Given exercise:
Find every line in the rows below that contains the word "group", and copy each of those lines out in full.

═══ Items ═══

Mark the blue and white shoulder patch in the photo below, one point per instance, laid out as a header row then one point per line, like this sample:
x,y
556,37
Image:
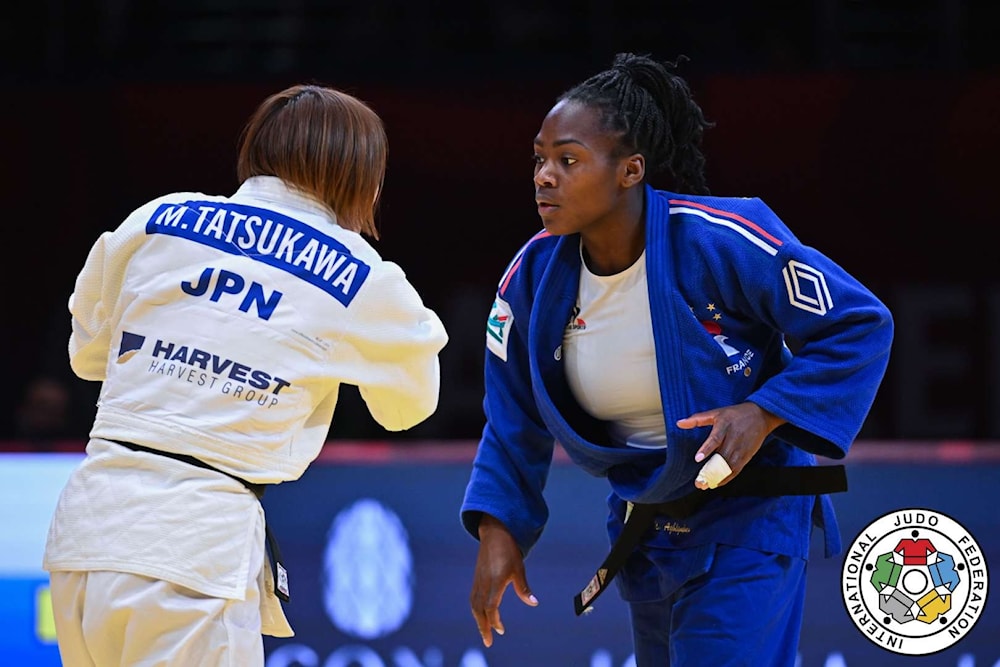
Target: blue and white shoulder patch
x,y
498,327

═══
═══ Items ═══

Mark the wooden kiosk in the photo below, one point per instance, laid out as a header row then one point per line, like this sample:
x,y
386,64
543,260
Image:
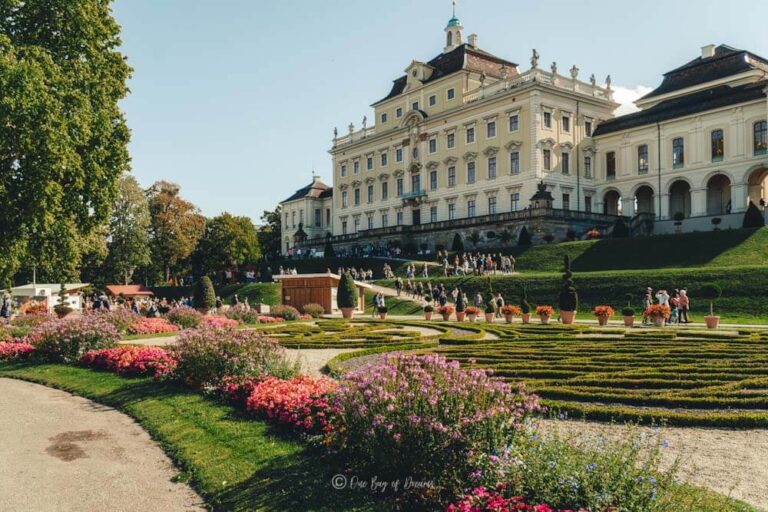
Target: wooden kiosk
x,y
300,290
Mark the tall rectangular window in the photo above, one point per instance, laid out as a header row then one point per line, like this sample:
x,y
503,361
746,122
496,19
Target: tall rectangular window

═══
═══ Items ═══

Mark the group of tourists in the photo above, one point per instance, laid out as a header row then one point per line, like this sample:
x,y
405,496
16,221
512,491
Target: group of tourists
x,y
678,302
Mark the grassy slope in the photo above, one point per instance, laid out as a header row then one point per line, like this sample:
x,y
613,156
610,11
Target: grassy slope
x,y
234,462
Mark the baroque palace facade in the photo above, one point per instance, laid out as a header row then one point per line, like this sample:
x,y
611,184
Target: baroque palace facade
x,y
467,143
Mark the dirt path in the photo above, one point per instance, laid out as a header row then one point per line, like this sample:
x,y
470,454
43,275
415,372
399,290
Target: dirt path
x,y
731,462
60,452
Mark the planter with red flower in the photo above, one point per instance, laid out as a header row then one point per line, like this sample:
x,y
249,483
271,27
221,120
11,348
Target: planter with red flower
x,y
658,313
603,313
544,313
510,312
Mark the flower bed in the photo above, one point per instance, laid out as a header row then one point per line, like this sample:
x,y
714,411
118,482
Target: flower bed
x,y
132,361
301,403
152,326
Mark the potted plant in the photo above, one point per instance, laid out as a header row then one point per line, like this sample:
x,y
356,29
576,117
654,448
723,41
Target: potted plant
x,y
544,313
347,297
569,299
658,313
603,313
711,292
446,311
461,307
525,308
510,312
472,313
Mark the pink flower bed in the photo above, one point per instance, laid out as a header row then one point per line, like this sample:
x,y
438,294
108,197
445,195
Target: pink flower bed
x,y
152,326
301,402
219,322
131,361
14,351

═══

Exercise result:
Mark the group of tourists in the photo above, one point per instance, laid out as a header row then one point per line, like this sample:
Target: group of tourists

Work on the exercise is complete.